Saved data entries:
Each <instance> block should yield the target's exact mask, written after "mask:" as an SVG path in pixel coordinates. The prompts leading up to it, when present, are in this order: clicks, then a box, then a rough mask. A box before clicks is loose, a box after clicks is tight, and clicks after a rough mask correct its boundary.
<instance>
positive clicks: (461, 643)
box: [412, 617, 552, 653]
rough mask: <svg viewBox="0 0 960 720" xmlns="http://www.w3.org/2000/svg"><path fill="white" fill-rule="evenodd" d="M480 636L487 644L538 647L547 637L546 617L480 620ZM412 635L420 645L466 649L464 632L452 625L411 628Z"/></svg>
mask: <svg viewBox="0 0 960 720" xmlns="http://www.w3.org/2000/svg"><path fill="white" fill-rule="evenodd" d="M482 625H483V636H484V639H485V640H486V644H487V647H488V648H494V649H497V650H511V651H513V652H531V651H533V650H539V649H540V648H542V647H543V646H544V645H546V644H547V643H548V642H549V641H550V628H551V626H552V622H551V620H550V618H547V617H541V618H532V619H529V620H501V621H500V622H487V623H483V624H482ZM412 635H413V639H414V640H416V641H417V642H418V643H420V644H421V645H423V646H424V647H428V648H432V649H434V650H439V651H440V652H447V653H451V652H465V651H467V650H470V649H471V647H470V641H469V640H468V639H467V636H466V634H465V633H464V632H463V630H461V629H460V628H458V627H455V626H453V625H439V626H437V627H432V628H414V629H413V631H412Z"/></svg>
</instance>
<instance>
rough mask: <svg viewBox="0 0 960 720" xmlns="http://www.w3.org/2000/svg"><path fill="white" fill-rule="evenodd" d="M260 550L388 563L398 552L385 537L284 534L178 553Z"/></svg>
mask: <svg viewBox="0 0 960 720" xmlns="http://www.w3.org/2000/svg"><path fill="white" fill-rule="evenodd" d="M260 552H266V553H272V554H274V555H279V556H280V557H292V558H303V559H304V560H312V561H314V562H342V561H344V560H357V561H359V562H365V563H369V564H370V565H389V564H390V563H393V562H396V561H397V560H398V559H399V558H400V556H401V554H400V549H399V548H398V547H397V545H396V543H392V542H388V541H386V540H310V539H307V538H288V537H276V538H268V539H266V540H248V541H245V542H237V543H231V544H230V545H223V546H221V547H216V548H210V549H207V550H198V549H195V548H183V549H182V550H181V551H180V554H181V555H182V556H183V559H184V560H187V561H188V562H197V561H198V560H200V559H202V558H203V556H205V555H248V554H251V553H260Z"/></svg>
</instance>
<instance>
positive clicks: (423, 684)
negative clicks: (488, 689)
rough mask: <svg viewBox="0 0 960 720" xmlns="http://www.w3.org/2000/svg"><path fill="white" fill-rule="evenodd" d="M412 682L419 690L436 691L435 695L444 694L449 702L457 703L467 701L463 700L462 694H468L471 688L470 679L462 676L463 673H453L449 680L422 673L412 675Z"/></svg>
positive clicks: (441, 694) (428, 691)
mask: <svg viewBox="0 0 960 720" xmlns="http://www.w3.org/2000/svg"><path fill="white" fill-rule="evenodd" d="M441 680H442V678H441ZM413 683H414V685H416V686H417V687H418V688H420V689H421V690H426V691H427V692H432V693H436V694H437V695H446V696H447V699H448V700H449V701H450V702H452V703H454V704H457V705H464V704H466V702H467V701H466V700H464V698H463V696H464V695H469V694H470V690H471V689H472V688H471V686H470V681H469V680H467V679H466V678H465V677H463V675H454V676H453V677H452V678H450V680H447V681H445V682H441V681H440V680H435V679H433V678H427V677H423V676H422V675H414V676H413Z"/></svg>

# [Directions]
Exactly as given, repeat every record above.

# [Result for this task]
Each <instance> block should yield the target's exact mask, written after "mask:" as an SVG path in pixel coordinates. The prompts leading up to it, when present, are in this order: clicks, then a box, then a rough mask. A box before clicks is loose, a box after clicks is tight, and clicks after a rough mask correct its boundary.
<instance>
positive clicks: (461, 643)
box: [412, 617, 552, 653]
rough mask: <svg viewBox="0 0 960 720" xmlns="http://www.w3.org/2000/svg"><path fill="white" fill-rule="evenodd" d="M480 636L487 644L538 647L547 637L546 617L480 620ZM412 635L420 645L466 649L464 632L452 625L411 628Z"/></svg>
mask: <svg viewBox="0 0 960 720" xmlns="http://www.w3.org/2000/svg"><path fill="white" fill-rule="evenodd" d="M482 625H483V636H484V639H485V640H486V644H487V647H488V648H494V649H497V650H511V651H513V652H531V651H533V650H539V649H540V648H542V647H543V646H544V645H546V644H547V643H548V642H549V641H550V628H551V626H552V622H551V620H550V618H547V617H541V618H532V619H529V620H501V621H500V622H487V623H483V624H482ZM412 635H413V639H414V640H416V641H417V642H418V643H420V644H421V645H423V646H424V647H428V648H432V649H434V650H439V651H440V652H447V653H451V652H465V651H467V650H470V649H471V647H470V641H469V640H468V639H467V636H466V634H465V633H464V632H463V630H461V629H460V628H458V627H455V626H453V625H439V626H437V627H432V628H414V629H413V631H412Z"/></svg>
</instance>
<instance>
rough mask: <svg viewBox="0 0 960 720" xmlns="http://www.w3.org/2000/svg"><path fill="white" fill-rule="evenodd" d="M260 550L388 563L398 552L385 537L284 534L178 553Z"/></svg>
mask: <svg viewBox="0 0 960 720" xmlns="http://www.w3.org/2000/svg"><path fill="white" fill-rule="evenodd" d="M260 552H266V553H272V554H274V555H279V556H280V557H292V558H303V559H304V560H312V561H314V562H342V561H344V560H357V561H359V562H365V563H369V564H370V565H389V564H390V563H393V562H396V561H397V560H398V559H399V558H400V556H401V554H400V549H399V548H398V547H397V545H396V543H392V542H388V541H386V540H310V539H307V538H288V537H276V538H268V539H266V540H248V541H245V542H237V543H231V544H230V545H223V546H221V547H216V548H210V549H207V550H198V549H195V548H183V549H182V550H181V551H180V554H181V555H182V556H183V559H184V560H187V561H188V562H197V561H198V560H200V559H202V558H203V556H205V555H248V554H251V553H260Z"/></svg>
</instance>
<instance>
positive clicks: (423, 684)
negative clicks: (488, 689)
rough mask: <svg viewBox="0 0 960 720" xmlns="http://www.w3.org/2000/svg"><path fill="white" fill-rule="evenodd" d="M412 682L419 690L436 691L435 695L444 694L449 702L457 703L467 701L463 700L462 694H468L471 688L470 679L462 676L463 673H453L449 680L422 673L412 675Z"/></svg>
positive clicks: (441, 694) (428, 691)
mask: <svg viewBox="0 0 960 720" xmlns="http://www.w3.org/2000/svg"><path fill="white" fill-rule="evenodd" d="M441 680H442V678H441ZM413 683H414V685H416V686H417V687H418V688H420V689H421V690H426V691H427V692H432V693H436V694H437V695H446V696H447V699H448V700H449V701H450V702H452V703H454V704H457V705H464V704H466V702H467V701H466V700H464V698H463V696H464V695H469V694H470V690H471V689H472V688H471V686H470V681H469V680H467V679H466V678H465V677H463V675H454V676H453V677H452V678H450V680H447V681H445V682H441V681H440V680H435V679H433V678H427V677H423V676H422V675H414V676H413Z"/></svg>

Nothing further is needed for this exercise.